[TRY IT]: In the records below, find the line holding "Target: brown hair" and the line holding "Note: annotate every instance of the umbrella in". Set down both, with every line between them, exactly.

[GIVEN DATA]:
•••

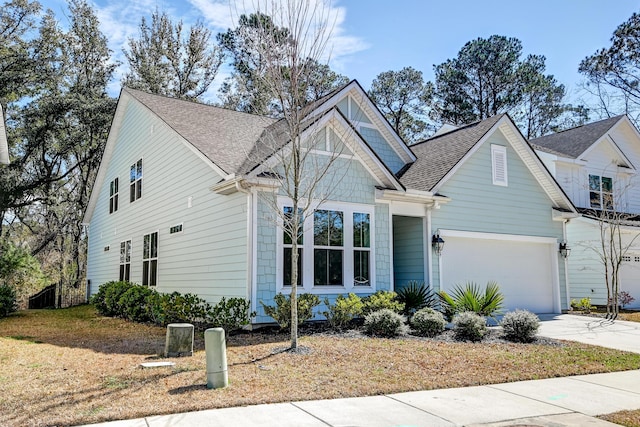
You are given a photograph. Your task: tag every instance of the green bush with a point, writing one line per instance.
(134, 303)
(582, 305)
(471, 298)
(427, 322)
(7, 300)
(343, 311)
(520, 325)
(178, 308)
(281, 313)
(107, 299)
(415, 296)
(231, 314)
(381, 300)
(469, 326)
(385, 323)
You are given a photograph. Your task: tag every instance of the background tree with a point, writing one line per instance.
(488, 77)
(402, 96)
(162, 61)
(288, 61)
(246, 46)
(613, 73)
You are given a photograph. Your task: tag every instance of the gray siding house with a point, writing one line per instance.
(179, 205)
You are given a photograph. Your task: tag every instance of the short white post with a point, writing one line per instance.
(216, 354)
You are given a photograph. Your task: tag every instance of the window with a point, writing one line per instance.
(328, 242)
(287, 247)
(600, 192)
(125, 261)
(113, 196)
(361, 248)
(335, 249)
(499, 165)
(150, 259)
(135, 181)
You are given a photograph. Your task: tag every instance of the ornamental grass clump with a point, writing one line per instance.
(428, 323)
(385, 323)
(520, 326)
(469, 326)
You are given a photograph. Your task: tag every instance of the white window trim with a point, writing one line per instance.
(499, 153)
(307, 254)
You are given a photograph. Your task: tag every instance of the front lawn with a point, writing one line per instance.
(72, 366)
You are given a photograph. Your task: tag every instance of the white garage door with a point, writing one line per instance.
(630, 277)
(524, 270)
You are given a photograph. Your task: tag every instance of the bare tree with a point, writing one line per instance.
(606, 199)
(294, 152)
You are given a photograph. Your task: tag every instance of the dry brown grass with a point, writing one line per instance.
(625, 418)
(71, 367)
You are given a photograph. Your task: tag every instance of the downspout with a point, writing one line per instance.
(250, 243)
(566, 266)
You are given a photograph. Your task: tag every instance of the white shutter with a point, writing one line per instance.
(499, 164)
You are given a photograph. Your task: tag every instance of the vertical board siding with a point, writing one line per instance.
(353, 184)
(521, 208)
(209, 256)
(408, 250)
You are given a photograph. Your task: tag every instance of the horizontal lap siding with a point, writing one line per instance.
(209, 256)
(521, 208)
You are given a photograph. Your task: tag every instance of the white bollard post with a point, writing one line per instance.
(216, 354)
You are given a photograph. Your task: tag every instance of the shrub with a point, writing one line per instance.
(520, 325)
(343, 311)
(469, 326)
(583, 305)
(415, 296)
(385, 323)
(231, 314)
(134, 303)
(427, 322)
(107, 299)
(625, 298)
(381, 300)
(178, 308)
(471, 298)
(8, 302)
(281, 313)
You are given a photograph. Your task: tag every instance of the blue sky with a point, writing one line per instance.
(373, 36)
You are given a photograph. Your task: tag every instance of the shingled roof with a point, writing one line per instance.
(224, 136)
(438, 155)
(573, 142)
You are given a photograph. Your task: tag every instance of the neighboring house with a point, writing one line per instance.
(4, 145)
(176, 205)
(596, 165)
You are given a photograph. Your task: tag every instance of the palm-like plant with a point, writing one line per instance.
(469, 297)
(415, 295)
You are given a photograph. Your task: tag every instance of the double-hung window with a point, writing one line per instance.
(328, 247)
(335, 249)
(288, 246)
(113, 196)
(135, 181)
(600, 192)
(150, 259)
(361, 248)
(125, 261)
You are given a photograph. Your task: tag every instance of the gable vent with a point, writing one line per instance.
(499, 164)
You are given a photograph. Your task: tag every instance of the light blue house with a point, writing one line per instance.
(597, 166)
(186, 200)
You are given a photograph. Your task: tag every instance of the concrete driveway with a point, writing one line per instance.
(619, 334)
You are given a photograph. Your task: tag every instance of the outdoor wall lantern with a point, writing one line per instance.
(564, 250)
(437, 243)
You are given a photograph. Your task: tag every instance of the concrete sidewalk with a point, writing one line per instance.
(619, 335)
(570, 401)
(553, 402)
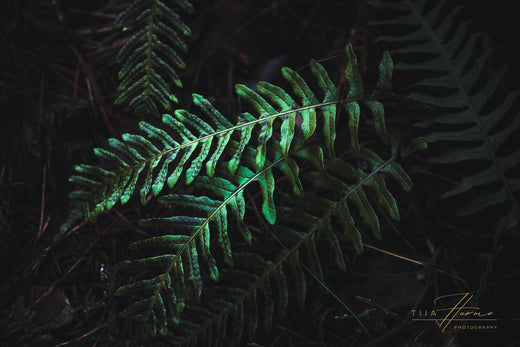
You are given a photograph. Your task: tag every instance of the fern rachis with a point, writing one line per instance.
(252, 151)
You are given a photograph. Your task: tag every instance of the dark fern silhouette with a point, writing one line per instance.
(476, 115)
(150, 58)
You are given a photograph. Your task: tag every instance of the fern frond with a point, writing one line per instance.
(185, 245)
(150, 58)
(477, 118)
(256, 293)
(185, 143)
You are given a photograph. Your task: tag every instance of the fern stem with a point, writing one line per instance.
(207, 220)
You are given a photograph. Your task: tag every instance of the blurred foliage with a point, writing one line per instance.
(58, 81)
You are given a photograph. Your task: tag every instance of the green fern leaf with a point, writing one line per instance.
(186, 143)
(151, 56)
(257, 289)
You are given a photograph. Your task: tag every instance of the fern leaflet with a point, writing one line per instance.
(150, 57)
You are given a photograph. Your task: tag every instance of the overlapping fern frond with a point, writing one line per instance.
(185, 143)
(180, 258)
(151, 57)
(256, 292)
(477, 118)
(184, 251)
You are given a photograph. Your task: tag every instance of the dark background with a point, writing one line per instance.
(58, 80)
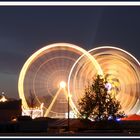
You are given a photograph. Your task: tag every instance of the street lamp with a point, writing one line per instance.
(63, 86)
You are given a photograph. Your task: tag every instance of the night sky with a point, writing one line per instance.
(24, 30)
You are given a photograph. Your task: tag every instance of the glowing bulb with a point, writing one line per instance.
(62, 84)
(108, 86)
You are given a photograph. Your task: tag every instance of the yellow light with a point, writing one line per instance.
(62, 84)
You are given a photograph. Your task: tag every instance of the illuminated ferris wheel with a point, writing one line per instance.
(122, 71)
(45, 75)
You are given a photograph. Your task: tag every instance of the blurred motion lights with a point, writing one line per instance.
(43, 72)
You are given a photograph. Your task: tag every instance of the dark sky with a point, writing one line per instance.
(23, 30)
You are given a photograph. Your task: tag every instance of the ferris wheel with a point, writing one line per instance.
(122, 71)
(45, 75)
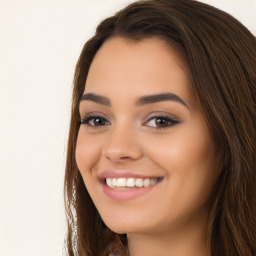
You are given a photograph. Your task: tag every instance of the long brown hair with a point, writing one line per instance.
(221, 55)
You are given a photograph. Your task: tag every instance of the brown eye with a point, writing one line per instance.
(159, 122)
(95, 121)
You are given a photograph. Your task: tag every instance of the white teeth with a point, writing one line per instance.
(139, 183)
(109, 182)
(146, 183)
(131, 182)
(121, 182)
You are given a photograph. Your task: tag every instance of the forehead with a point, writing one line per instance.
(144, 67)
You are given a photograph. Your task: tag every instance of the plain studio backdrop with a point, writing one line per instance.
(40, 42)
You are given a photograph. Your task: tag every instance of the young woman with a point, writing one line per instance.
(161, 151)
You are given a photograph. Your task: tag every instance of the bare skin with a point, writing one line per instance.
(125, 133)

•••

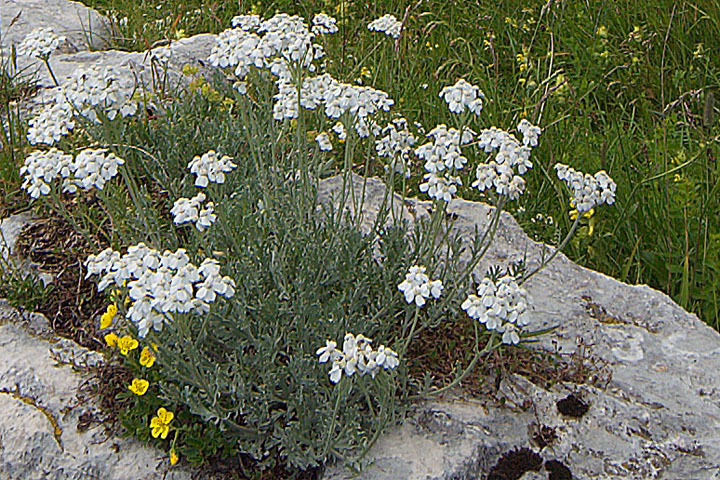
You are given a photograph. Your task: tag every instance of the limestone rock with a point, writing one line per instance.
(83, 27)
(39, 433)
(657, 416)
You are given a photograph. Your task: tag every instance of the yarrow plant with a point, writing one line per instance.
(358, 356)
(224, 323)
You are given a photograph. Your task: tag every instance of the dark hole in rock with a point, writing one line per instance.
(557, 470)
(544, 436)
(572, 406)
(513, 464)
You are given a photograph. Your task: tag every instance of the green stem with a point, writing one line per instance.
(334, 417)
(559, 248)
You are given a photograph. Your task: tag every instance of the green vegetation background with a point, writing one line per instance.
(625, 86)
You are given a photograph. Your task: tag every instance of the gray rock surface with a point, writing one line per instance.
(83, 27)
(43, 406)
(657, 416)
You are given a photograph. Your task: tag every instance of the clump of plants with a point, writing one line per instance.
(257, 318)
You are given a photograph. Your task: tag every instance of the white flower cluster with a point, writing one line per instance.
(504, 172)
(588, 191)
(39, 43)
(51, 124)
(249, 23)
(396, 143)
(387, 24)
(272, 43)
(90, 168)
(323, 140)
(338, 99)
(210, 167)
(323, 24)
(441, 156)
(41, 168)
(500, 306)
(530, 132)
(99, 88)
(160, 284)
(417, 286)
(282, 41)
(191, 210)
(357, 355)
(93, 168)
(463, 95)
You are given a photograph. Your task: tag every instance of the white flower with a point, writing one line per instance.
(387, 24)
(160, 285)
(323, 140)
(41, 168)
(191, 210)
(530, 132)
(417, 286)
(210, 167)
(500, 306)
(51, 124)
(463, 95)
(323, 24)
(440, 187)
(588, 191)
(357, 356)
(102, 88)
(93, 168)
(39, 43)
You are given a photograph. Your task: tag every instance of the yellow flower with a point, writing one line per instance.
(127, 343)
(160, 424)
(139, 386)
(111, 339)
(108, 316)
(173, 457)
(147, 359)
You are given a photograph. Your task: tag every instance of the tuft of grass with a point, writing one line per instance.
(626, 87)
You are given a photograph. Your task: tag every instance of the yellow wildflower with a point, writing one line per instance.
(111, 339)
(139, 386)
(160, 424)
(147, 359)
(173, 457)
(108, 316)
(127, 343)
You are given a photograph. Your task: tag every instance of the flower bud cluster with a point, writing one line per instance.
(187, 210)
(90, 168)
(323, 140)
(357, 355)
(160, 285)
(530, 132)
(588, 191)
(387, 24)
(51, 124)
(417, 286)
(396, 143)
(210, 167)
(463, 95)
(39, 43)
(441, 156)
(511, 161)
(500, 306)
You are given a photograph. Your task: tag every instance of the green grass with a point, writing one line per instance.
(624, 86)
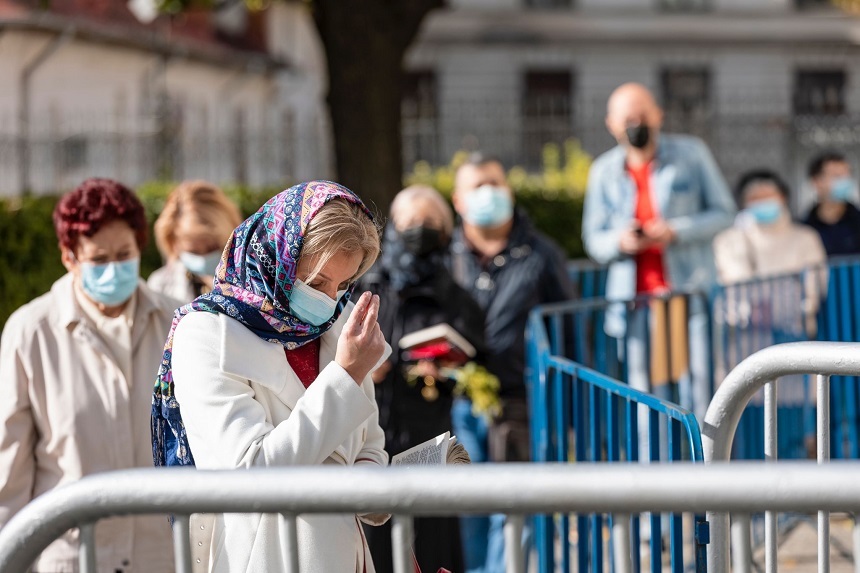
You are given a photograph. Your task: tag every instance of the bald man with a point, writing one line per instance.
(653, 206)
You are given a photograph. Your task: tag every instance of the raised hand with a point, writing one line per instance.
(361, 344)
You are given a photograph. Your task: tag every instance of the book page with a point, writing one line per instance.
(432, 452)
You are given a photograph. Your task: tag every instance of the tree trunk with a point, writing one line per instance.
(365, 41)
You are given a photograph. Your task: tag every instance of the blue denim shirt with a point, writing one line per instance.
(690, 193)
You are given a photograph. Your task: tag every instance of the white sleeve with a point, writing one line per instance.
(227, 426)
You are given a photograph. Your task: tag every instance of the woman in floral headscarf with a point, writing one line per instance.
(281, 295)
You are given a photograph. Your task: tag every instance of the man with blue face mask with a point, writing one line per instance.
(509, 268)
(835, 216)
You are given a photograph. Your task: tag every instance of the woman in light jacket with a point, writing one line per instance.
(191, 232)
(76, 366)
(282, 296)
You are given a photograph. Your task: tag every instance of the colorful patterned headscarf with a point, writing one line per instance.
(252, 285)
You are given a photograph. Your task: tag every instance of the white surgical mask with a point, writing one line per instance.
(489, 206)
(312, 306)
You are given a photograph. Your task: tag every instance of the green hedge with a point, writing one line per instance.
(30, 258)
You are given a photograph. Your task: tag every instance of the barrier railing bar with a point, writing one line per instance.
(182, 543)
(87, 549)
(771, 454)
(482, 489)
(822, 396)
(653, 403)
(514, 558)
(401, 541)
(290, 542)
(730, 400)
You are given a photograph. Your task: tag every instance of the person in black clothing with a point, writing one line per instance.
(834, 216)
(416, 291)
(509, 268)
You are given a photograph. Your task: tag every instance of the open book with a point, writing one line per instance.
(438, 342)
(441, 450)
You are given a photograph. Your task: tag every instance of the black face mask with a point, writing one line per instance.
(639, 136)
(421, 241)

•••

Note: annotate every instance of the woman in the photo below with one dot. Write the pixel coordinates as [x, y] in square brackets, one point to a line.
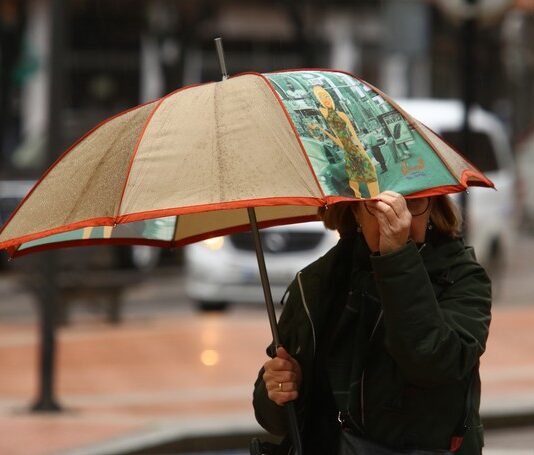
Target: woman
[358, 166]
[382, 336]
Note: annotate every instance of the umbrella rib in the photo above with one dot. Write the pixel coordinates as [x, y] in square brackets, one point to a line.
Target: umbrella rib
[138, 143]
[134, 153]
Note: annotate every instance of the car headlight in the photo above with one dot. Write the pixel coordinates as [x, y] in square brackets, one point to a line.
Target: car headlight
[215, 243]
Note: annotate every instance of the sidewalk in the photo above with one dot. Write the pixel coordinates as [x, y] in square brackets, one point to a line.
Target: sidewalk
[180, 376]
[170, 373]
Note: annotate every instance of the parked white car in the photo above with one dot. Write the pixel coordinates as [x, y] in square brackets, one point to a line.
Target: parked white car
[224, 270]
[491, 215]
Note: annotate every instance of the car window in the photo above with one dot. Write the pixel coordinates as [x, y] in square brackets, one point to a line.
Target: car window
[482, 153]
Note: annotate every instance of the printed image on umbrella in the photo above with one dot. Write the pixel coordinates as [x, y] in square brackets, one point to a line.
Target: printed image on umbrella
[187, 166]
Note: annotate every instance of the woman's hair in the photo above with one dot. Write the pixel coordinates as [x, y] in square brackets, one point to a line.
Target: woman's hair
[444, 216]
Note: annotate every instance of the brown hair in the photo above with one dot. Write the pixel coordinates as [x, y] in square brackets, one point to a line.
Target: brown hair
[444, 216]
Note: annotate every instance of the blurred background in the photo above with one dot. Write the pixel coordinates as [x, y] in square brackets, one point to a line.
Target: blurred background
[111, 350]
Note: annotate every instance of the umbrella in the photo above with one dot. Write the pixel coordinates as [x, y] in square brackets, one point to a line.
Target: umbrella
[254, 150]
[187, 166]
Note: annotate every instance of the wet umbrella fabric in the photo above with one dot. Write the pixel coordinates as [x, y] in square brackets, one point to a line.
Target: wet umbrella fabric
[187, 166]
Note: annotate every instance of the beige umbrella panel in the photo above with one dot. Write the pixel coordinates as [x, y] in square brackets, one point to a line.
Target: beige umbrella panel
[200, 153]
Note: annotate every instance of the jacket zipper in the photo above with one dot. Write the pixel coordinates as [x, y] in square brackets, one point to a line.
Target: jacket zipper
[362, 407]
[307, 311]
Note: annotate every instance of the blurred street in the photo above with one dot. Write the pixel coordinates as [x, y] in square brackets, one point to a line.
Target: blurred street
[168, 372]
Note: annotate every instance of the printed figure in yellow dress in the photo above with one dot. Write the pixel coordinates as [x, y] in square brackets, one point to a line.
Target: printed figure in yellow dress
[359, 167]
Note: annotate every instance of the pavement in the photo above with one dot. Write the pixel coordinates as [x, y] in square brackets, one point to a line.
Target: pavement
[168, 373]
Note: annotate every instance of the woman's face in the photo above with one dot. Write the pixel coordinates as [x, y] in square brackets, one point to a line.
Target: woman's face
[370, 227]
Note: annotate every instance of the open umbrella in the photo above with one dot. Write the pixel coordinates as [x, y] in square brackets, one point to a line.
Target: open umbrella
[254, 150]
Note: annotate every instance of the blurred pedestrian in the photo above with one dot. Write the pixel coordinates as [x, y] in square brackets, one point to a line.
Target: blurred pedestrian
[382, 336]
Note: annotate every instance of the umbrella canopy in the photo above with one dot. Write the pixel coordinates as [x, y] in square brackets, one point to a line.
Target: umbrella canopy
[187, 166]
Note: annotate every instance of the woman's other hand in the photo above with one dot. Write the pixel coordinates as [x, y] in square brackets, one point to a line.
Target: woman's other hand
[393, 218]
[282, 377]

•••

[ANSWER BOX]:
Target: brown hair
[444, 216]
Note: annotate every instance of the blurred background in the photo above with one dot. Write the pixel coordinates as [x, y] in square brackets, one point to a line.
Target: blurred background
[111, 350]
Note: annotate every instance of the umbrella in the photo above with one dot. Write the pixel coordinates as [x, y] in square brackets, one point to a line.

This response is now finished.